*What is asked:*
Reproduce word for word the entries from the line containing "Where can the electrical" through the end of the entries, including both of those ends. Omit the pictures from your answer.

*Input for this task:*
══════════

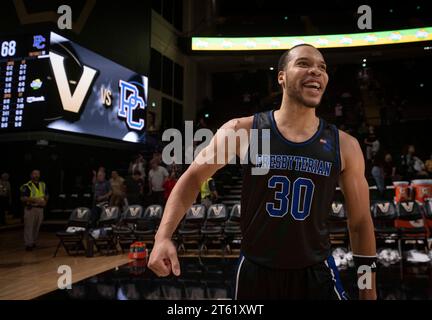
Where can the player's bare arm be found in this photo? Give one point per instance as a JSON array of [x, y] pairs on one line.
[[356, 192], [163, 258]]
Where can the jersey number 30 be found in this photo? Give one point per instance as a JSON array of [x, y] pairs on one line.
[[300, 197]]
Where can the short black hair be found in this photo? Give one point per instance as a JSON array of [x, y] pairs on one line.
[[284, 59]]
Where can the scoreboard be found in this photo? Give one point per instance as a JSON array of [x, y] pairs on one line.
[[48, 82], [22, 61]]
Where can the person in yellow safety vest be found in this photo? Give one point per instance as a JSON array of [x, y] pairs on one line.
[[34, 195], [208, 192]]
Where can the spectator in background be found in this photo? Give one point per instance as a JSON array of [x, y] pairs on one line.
[[389, 168], [378, 175], [372, 144], [102, 193], [138, 164], [34, 195], [363, 131], [95, 173], [118, 190], [134, 188], [412, 166], [169, 184], [208, 192], [175, 168], [428, 166], [339, 115], [157, 156], [157, 176], [5, 197]]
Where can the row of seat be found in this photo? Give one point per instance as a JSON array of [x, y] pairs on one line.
[[200, 226], [397, 225], [219, 227]]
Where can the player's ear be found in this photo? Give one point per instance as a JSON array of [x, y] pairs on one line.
[[281, 79]]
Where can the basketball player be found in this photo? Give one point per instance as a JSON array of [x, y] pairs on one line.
[[285, 251]]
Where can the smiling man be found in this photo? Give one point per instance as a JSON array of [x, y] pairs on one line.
[[285, 251]]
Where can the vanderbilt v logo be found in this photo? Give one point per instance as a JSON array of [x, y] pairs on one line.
[[71, 102]]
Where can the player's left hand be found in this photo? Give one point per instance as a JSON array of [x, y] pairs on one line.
[[367, 295]]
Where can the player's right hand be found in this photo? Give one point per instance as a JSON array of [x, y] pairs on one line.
[[163, 258]]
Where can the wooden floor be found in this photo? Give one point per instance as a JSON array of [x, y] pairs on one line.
[[27, 275]]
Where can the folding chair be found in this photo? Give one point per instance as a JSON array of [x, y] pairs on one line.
[[213, 228], [124, 231], [232, 230], [189, 231], [76, 231], [337, 224], [410, 224], [384, 215], [147, 225], [427, 211], [103, 237]]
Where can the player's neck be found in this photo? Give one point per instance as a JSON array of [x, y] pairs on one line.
[[294, 115]]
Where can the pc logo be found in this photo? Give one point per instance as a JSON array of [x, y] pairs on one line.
[[130, 100], [39, 42], [36, 84]]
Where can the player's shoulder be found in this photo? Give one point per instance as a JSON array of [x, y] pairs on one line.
[[239, 123], [350, 150], [347, 141]]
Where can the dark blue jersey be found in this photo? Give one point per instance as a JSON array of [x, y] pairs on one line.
[[284, 212]]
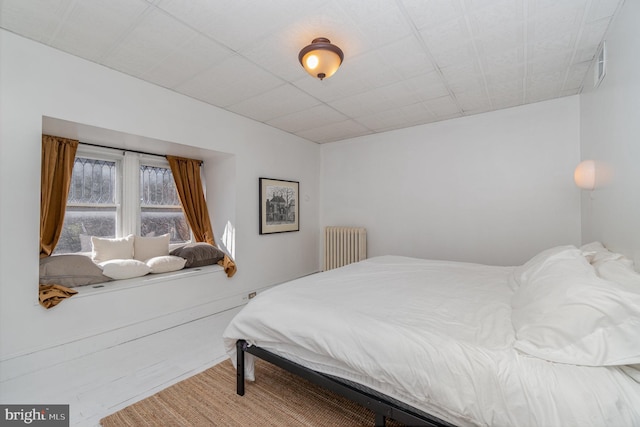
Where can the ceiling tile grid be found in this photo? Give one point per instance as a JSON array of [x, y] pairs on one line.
[[407, 62]]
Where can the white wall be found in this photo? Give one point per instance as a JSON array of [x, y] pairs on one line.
[[37, 81], [493, 188], [610, 133]]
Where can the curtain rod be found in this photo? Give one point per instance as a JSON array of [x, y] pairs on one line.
[[127, 149]]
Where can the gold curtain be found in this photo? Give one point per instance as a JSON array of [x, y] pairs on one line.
[[186, 174], [58, 155]]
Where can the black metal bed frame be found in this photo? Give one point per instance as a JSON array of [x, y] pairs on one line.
[[381, 405]]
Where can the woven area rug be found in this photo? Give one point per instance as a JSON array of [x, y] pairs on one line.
[[276, 398]]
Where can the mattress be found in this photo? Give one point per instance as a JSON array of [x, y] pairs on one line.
[[437, 335]]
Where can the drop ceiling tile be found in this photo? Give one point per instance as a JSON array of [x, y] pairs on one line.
[[317, 116], [402, 57], [576, 76], [330, 89], [463, 78], [506, 88], [382, 26], [562, 17], [282, 100], [156, 37], [507, 58], [359, 105], [444, 106], [550, 63], [427, 86], [335, 132], [195, 56], [446, 36], [601, 9], [509, 101], [236, 24], [490, 21], [473, 100], [393, 119], [499, 76], [510, 37], [592, 34], [406, 57], [425, 14], [380, 99], [93, 27], [229, 82], [36, 19]]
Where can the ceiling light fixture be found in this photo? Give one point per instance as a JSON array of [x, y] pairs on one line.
[[321, 59], [585, 175]]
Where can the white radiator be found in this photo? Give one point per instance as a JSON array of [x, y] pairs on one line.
[[344, 245]]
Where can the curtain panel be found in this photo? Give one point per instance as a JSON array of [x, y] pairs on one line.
[[186, 174], [58, 155]]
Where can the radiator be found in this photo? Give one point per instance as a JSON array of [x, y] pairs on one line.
[[344, 245]]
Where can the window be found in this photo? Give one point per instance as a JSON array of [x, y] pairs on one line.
[[114, 194], [160, 210]]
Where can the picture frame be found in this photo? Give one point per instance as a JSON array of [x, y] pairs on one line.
[[279, 206]]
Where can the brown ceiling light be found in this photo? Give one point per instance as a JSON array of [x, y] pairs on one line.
[[321, 59]]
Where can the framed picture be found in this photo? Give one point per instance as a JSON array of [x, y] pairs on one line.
[[279, 206]]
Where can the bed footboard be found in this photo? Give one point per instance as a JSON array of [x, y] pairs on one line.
[[382, 406]]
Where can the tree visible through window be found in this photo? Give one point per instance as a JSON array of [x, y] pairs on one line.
[[160, 211], [96, 205], [91, 205]]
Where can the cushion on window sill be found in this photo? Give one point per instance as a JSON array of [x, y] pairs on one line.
[[145, 248], [198, 254], [105, 249], [165, 264], [70, 271], [124, 268]]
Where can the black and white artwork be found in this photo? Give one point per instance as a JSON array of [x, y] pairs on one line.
[[279, 206]]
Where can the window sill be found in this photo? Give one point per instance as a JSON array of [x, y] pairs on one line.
[[149, 279]]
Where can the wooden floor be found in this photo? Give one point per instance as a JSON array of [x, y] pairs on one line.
[[107, 380]]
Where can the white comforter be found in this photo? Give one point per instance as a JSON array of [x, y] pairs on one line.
[[436, 335]]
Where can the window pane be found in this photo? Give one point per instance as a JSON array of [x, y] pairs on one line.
[[91, 209], [156, 222], [80, 223], [160, 210], [93, 182]]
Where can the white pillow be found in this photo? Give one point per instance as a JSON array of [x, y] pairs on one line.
[[166, 263], [124, 268], [563, 312], [104, 249], [145, 248], [596, 252]]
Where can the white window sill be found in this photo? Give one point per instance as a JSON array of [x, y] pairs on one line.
[[149, 279]]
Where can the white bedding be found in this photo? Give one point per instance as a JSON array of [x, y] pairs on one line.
[[437, 335]]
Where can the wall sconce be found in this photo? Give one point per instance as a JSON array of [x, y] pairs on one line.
[[585, 175], [321, 59]]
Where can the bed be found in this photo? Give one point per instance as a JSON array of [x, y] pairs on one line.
[[553, 342]]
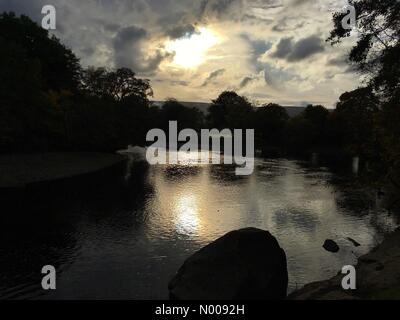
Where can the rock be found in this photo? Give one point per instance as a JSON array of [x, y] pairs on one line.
[[354, 242], [246, 264], [377, 277], [331, 246]]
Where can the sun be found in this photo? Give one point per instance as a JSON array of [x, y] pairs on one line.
[[190, 51]]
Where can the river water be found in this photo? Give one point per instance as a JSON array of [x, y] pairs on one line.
[[128, 243]]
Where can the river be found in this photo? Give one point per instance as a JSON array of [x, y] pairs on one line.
[[127, 243]]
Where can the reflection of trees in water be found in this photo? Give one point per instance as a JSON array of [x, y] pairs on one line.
[[301, 219], [177, 172], [226, 173], [41, 224]]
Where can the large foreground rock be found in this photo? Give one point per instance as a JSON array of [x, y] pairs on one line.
[[244, 264]]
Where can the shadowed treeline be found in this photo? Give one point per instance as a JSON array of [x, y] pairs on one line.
[[48, 102]]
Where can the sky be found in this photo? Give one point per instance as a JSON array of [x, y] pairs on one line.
[[192, 50]]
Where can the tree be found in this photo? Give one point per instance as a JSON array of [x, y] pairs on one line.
[[59, 67], [269, 124], [356, 110], [230, 111], [376, 53], [116, 84]]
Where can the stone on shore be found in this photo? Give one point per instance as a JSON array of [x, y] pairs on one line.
[[331, 246], [378, 277], [245, 264]]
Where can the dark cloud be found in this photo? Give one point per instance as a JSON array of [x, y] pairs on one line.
[[222, 9], [245, 82], [33, 9], [286, 24], [130, 52], [295, 51], [213, 75], [283, 48], [181, 31], [258, 48]]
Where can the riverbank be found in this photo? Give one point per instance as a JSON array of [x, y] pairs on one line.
[[18, 171], [378, 277]]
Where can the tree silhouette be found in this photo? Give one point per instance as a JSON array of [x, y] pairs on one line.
[[116, 84]]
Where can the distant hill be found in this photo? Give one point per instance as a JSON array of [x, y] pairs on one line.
[[292, 111]]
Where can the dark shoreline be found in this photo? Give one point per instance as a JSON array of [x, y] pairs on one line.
[[22, 171], [377, 274]]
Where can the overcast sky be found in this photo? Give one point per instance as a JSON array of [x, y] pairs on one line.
[[268, 50]]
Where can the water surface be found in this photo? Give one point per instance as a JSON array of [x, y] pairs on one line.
[[126, 243]]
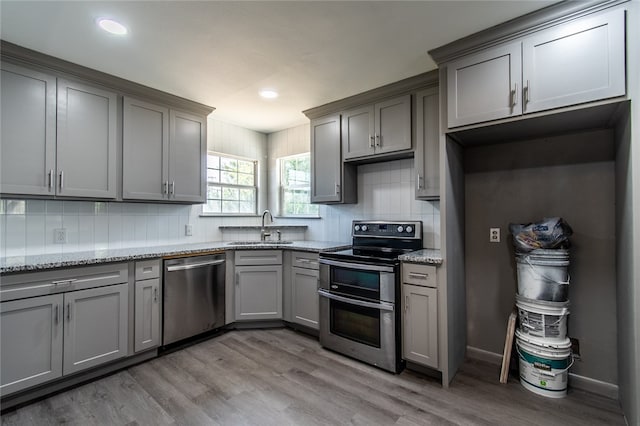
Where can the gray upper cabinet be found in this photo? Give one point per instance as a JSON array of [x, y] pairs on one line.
[[575, 63], [28, 131], [164, 153], [31, 342], [381, 128], [331, 181], [568, 64], [427, 155], [484, 86], [145, 150], [187, 157], [86, 141]]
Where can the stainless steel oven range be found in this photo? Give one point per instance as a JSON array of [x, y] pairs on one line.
[[360, 292]]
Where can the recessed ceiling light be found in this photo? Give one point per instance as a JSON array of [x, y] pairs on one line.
[[111, 26], [268, 94]]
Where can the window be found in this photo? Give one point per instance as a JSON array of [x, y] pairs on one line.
[[295, 182], [231, 185]]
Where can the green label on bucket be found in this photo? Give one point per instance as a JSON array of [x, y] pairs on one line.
[[545, 363]]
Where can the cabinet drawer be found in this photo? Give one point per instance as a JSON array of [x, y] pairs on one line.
[[305, 260], [32, 284], [258, 257], [147, 269], [423, 275]]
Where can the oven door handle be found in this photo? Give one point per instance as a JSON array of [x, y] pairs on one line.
[[383, 306], [355, 265]]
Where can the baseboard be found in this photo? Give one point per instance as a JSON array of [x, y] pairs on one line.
[[598, 387]]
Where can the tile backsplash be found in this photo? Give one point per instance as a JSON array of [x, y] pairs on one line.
[[385, 191]]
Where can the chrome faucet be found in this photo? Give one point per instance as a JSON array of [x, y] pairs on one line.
[[263, 232]]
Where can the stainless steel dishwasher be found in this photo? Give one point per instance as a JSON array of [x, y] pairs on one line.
[[193, 296]]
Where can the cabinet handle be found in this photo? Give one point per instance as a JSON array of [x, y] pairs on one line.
[[418, 276], [50, 179]]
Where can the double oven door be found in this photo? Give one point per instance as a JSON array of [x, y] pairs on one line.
[[358, 311]]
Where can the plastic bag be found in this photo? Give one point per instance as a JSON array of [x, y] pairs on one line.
[[550, 233]]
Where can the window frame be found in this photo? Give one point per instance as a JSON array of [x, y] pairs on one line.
[[282, 189], [255, 186]]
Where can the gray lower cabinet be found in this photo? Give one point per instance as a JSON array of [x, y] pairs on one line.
[[427, 154], [420, 319], [332, 181], [147, 305], [568, 64], [258, 285], [164, 153], [381, 128], [28, 131], [304, 289], [31, 342], [58, 137], [96, 326]]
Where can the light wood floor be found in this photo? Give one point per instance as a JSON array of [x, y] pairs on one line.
[[280, 377]]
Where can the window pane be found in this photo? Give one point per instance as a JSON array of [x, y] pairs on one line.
[[244, 179], [229, 164], [246, 167], [231, 185]]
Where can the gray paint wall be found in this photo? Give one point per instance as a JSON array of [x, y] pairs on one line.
[[578, 185]]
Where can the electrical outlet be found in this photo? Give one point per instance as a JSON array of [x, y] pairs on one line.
[[60, 235], [494, 235]]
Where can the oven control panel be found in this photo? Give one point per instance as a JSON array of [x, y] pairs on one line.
[[385, 229]]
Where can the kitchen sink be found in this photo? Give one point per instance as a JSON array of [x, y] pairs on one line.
[[257, 243]]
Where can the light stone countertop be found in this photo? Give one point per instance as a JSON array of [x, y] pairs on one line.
[[430, 256], [52, 261]]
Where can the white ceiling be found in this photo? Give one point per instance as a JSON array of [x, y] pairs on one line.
[[222, 53]]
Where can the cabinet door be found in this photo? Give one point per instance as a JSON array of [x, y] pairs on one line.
[[145, 151], [31, 342], [96, 325], [484, 86], [358, 132], [147, 314], [427, 155], [28, 131], [420, 334], [187, 157], [305, 296], [258, 292], [393, 125], [579, 62], [326, 160], [86, 142]]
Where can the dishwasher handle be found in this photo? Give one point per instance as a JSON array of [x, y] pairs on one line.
[[194, 265]]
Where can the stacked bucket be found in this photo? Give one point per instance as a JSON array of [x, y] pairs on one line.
[[542, 301]]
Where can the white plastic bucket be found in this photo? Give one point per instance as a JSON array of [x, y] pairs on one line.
[[542, 319], [544, 365], [543, 275]]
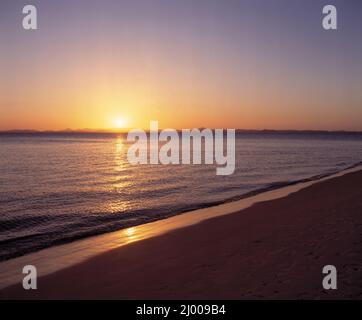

══════════

*Right answer:*
Where can the electrical outlet be found in this photo? Give one point per instance as a JSON array of [x, y] pairs on one line.
[[60, 235], [494, 235]]
Where can the oven control panel be found in this photo? Give one point per instance as a JSON array of [x, y] pairs on one line.
[[385, 229]]
Where can the kitchen sink be found in this photo? Give one point per instance as a JSON array of [x, y] pairs on one line.
[[257, 243]]
Where can the light stone countertop be found in this photo? Give one point per instance as a JSON array of [x, y] pairs on one line.
[[430, 256], [52, 261]]
Where can the white ceiling be found in this photo? Give one point per instance as a JSON array of [x, y] pairs on one line.
[[222, 53]]
Where can the cabinet door be found in this photo? Give one point per instance as a JSON array of [x, y] pairs on one line.
[[145, 151], [31, 342], [96, 325], [484, 86], [358, 132], [147, 314], [427, 155], [28, 131], [420, 334], [187, 157], [305, 296], [258, 292], [393, 125], [579, 62], [326, 160], [86, 142]]
Where can the dishwasher handle be found in this photo? Give one point per instance as a JSON array of [x, y] pairs on one line.
[[194, 265]]
Where can the stacked bucket be found in this photo? Give one point per instance as a JSON array of [x, y] pairs on one line.
[[542, 301]]
Where can the white plastic bucket be found in this photo? Give one point per instance as a JSON array of [x, y] pairs on one line.
[[542, 319], [544, 365], [543, 275]]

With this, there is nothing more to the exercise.